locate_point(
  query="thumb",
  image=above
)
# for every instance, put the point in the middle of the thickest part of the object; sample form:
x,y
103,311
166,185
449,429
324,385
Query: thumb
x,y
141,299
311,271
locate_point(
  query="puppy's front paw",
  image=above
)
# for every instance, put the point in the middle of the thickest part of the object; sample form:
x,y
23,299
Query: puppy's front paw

┄┄┄┄┄┄┄┄┄┄

GIVEN REQUEST:
Convert every line of the data above into a Markdown table with two columns, Row for the line's number and Line for its text, and skip blank lines.

RESPONSE BELOW:
| Row | Line |
|---|---|
| 1 | locate_point( |
| 2 |   query="thumb", |
| 3 |   image=above |
| 4 | ) |
| 5 | # for every instance, put the point in the middle of the thickest part of the object; sample form: |
| 6 | x,y |
| 7 | 103,311 |
| 8 | 166,185 |
| 9 | 449,429 |
| 10 | 324,385 |
| 11 | Query: thumb |
| 12 | x,y |
| 13 | 141,299 |
| 14 | 311,271 |
| 15 | locate_point( |
| 16 |   query="puppy's front paw", |
| 17 |   image=above |
| 18 | ) |
| 19 | # for every instance, put the point in the middle of the thickest part of the object; sample form: |
| 20 | x,y |
| 21 | 23,299 |
| 22 | Query: puppy's front paw |